EXERCISE PROMPT: A faithful copy of each record is required, minus the images.

MATERIAL SHOWN:
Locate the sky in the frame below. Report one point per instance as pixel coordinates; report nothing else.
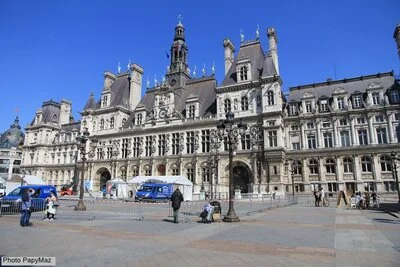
(54, 50)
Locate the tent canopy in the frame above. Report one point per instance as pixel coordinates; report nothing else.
(31, 179)
(166, 179)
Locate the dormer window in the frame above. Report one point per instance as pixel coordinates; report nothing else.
(270, 98)
(192, 112)
(394, 96)
(104, 103)
(139, 119)
(308, 106)
(375, 98)
(244, 103)
(243, 73)
(323, 105)
(227, 105)
(357, 103)
(340, 101)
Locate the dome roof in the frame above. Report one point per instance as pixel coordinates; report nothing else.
(13, 137)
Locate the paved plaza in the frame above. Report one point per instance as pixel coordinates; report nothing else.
(287, 236)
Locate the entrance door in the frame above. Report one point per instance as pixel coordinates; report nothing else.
(241, 178)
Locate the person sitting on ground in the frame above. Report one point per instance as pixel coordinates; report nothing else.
(210, 210)
(51, 207)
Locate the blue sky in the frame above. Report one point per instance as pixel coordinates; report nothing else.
(60, 49)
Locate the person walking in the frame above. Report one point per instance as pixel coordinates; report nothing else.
(52, 204)
(176, 199)
(26, 207)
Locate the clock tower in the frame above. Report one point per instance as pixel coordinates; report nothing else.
(178, 71)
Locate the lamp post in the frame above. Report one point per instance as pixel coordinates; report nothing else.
(82, 147)
(292, 171)
(225, 129)
(394, 172)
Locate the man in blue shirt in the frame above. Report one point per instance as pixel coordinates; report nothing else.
(26, 206)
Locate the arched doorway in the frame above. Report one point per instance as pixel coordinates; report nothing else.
(241, 177)
(104, 176)
(161, 170)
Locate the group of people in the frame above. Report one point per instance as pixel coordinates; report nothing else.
(26, 207)
(365, 202)
(319, 196)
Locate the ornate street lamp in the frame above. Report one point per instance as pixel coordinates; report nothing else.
(394, 172)
(225, 129)
(292, 171)
(82, 147)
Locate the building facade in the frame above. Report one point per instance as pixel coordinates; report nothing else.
(11, 142)
(335, 134)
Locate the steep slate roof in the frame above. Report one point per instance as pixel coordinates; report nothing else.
(261, 65)
(50, 112)
(120, 91)
(91, 103)
(13, 137)
(353, 85)
(203, 88)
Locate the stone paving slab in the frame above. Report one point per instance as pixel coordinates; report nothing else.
(290, 236)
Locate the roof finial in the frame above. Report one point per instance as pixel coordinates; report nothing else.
(180, 18)
(258, 32)
(194, 71)
(155, 80)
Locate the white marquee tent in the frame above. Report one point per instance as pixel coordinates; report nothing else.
(184, 184)
(118, 188)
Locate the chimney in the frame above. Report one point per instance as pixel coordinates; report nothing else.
(135, 88)
(273, 41)
(65, 112)
(109, 79)
(229, 57)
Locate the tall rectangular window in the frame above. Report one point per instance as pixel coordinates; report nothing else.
(245, 141)
(272, 138)
(375, 98)
(362, 137)
(357, 102)
(190, 142)
(311, 141)
(328, 139)
(205, 141)
(345, 138)
(161, 145)
(175, 144)
(148, 146)
(136, 147)
(381, 134)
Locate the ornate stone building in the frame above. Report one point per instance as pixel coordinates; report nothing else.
(335, 134)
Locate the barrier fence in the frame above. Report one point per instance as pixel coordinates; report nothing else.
(128, 209)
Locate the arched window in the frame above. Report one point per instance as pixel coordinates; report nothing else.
(386, 164)
(313, 166)
(348, 165)
(366, 164)
(270, 97)
(244, 103)
(227, 105)
(243, 73)
(330, 166)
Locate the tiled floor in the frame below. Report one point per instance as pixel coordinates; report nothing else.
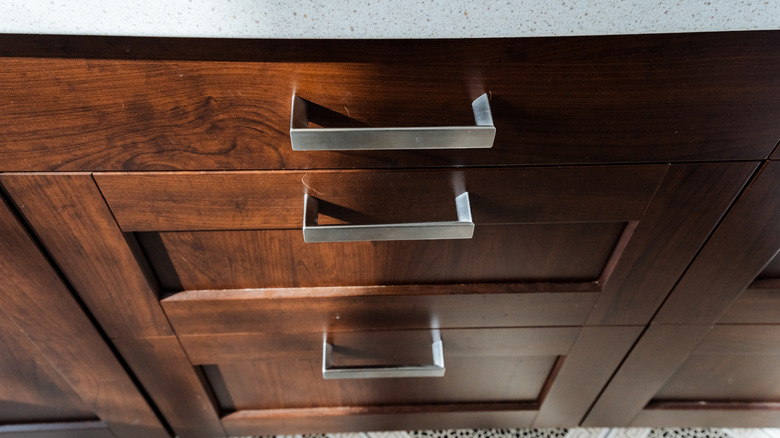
(560, 433)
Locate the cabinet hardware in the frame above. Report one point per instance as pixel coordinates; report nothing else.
(436, 369)
(481, 135)
(463, 228)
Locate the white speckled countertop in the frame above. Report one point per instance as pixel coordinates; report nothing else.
(382, 18)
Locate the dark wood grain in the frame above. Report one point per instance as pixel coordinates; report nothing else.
(653, 360)
(65, 339)
(586, 369)
(74, 223)
(742, 340)
(710, 415)
(83, 429)
(178, 390)
(685, 210)
(72, 220)
(254, 200)
(730, 376)
(298, 384)
(295, 310)
(31, 390)
(380, 418)
(772, 270)
(402, 346)
(746, 241)
(279, 259)
(559, 100)
(756, 305)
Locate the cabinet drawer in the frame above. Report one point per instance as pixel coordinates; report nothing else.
(219, 105)
(376, 308)
(243, 230)
(481, 366)
(501, 370)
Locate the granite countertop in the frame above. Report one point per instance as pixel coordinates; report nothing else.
(383, 18)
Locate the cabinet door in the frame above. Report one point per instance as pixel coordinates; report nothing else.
(710, 356)
(58, 378)
(181, 268)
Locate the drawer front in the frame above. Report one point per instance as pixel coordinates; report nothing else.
(321, 310)
(481, 366)
(215, 105)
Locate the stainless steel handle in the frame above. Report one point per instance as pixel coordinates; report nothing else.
(353, 139)
(463, 228)
(432, 370)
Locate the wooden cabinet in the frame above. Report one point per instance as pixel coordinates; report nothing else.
(58, 378)
(159, 176)
(709, 358)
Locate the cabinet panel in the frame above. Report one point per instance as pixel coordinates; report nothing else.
(200, 104)
(31, 390)
(613, 236)
(280, 258)
(722, 372)
(57, 375)
(202, 281)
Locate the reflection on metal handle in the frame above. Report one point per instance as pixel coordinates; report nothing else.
(463, 228)
(433, 370)
(354, 139)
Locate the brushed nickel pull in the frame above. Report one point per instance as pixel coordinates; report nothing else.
(463, 228)
(478, 136)
(436, 369)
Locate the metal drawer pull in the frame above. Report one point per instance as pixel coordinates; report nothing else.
(354, 139)
(433, 370)
(463, 228)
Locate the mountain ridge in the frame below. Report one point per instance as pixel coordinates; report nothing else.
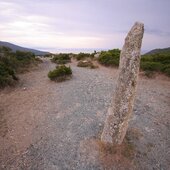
(15, 47)
(158, 50)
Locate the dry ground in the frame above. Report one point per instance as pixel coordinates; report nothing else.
(57, 126)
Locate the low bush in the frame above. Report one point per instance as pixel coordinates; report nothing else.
(82, 56)
(12, 63)
(86, 64)
(156, 63)
(61, 73)
(61, 58)
(110, 58)
(151, 66)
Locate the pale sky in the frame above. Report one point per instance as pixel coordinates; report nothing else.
(53, 24)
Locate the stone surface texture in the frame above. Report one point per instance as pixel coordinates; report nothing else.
(118, 115)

SOLUTION FOR THIS PROBLEM:
Locate the sky in the frame below. Report one point per instance as pixel coordinates; report nothing else.
(54, 50)
Locate the tent canopy in the frame above. Report one point per instance as pixel coordinates; report nothing else.
(31, 179)
(166, 179)
Locate the dormer window in the frame above. Report one point per instance as pixel coordinates; report nothing else.
(270, 98)
(192, 112)
(394, 96)
(104, 103)
(139, 119)
(308, 106)
(375, 98)
(244, 103)
(243, 73)
(323, 105)
(227, 105)
(357, 103)
(340, 101)
Locate the dome roof in the frame above. Report one point per instance as pixel coordinates; report nothing else.
(13, 137)
Locate the paved plaza in the frame above. Report one point per instance as pixel coordinates; report nothing else.
(287, 236)
Locate the entrance door in the frame above. Report one point per instance as pixel coordinates; report nothing else.
(241, 178)
Locate the person sitting on ground in the frame above. Report one point per instance as pixel coordinates; report nothing else.
(210, 210)
(51, 207)
Locate the blue sky in the frame above. Report one point per instance as pixel coordinates; report nothing else.
(60, 49)
Locate the person walking in the frame above. Report one point per instance as pixel coordinates; report nothing else.
(52, 204)
(176, 199)
(26, 207)
Locate the clock tower in the frame above. Report one point per instance as pixel coordinates; report nothing else.
(178, 71)
Locate the lamp post in the frame above. Report one point per instance as pixel coordinates; report nothing else.
(82, 147)
(292, 171)
(225, 129)
(394, 172)
Locate the man in blue shirt in the frame above. Report one point per instance as pixel coordinates; report nothing else.
(26, 206)
Locate the arched doorway in the frame above. Report one point per instance as pixel coordinates; report nothing else.
(241, 177)
(104, 176)
(161, 170)
Locate the group of people in the frame above. Report one point per instance as pixel coordinates; report nothing else.
(26, 207)
(365, 202)
(319, 196)
Locate the ornate street lamp in the frame above. Report one point per instance as pixel coordinates; report nothing else.
(394, 172)
(225, 129)
(292, 171)
(82, 147)
Locate the building facade in the frame above. Report one point per instance as pixel coordinates; report nothing else.
(11, 142)
(335, 134)
Locate the steep slate roof in the frame above. Report one point per instance as pixel coordinates; report nothing else.
(261, 65)
(50, 112)
(120, 91)
(91, 103)
(13, 137)
(353, 85)
(203, 88)
Locate the stone paving slab in the frame above. Report one point per instance as pixel coordinates; report nothing else.
(290, 236)
Locate the roof finial in the frame above. Report one point per instance as pixel coordinates; report nothing else.
(180, 18)
(258, 32)
(194, 71)
(155, 80)
Locate the white marquee tent in the frame above. Report one point per instance as pixel coordinates; report nothing else.
(184, 184)
(118, 188)
Locate the chimney in the frame above. Report one point per instance as pixel coordinates; report nothing else.
(135, 88)
(273, 41)
(65, 112)
(109, 79)
(229, 57)
Locate the tall rectangular window in the frame above. Report one point per instance as pixel coordinates; report nothing else.
(245, 141)
(272, 138)
(375, 98)
(362, 137)
(357, 102)
(190, 142)
(311, 141)
(328, 139)
(205, 141)
(345, 138)
(161, 145)
(175, 144)
(148, 146)
(136, 147)
(381, 134)
Locate the ornate stone building in the frame above. Report one point per instance as pixel coordinates; report nothing else.
(335, 134)
Locate the barrier fence in the frame above. Report one point per instance as pixel coordinates; report nothing else.
(128, 209)
Locate the arched window in the frame above. Report one point per instance as pixel coordinates; report nothing else.
(386, 164)
(313, 166)
(348, 165)
(366, 164)
(270, 97)
(244, 103)
(227, 105)
(243, 73)
(330, 166)
Locate the tiled floor in the frame below. Report one point per instance as pixel coordinates; report nothing else.
(560, 433)
Locate the cabinet hardware in the frame above. Report one point per instance as pixel coordinates; report nothing else.
(436, 369)
(481, 135)
(463, 228)
Locate the white speckled countertop in the frame above. Report one point per instance as pixel coordinates; report nothing else.
(382, 18)
Locate the dark wood grain in the frame above. Report one point per instance as pixel coordinates; report nothing else.
(653, 360)
(65, 339)
(586, 369)
(74, 223)
(742, 340)
(710, 415)
(83, 429)
(178, 390)
(685, 210)
(72, 220)
(254, 200)
(730, 376)
(298, 384)
(295, 310)
(31, 390)
(380, 418)
(772, 270)
(402, 346)
(746, 241)
(279, 259)
(559, 100)
(756, 305)
Locate the cabinet drawer in the frame above. Report one point per instance as pixel coordinates; report nothing else.
(219, 105)
(376, 308)
(243, 230)
(481, 366)
(501, 370)
Locate the granite countertop in the frame above. Report one point per instance as pixel coordinates; report nothing else.
(383, 18)
Locate the cabinet door in the frame above. Report one point per instance as pixel coordinates; report nothing else.
(710, 356)
(58, 378)
(181, 268)
Locate the drawer front in the frame above. Report one point per instance as pixel coordinates; report nothing else.
(321, 310)
(481, 366)
(215, 105)
Locate the stainless steel handle in the frame above. Report one point per instance as pixel coordinates; report nothing else.
(353, 139)
(463, 228)
(432, 370)
Locate the wooden cabinet in the frame above. Report one point per instance as pixel coordinates; report nothing else.
(58, 378)
(159, 176)
(709, 358)
Locate the cabinet panel in the frame above. Report one point per instance as pixel coordinates; report nothing else.
(200, 104)
(31, 390)
(613, 236)
(280, 258)
(722, 372)
(57, 375)
(202, 281)
Locate the reflection on metal handle in the frame above. Report one point per instance as pixel coordinates; report nothing else.
(463, 228)
(433, 370)
(354, 139)
Locate the brushed nickel pull in the frame above. Report one point per instance as pixel coordinates; report nothing else.
(463, 228)
(478, 136)
(436, 369)
Locate the metal drawer pull in the frame above. Report one point per instance as pixel coordinates; report nothing else.
(354, 139)
(433, 370)
(463, 228)
Locate the mountain ridge in the frame below. Report one point per instance as pixel coordinates; report nothing else.
(15, 47)
(158, 50)
Locate the dry ground in the frame above. Report one point per instance as pixel coordinates; report nothing else.
(57, 126)
Locate the low bush in the frame above. Report one point per instance as pixel coordinates; report nothing else.
(82, 56)
(12, 63)
(86, 64)
(156, 63)
(61, 73)
(61, 58)
(110, 58)
(151, 66)
Locate the pale sky in the frame above. Report one point per instance as pixel coordinates; report nothing else.
(53, 24)
Locate the stone surface texture in the frame above. Report one point per instance as pixel coordinates; report nothing else.
(118, 115)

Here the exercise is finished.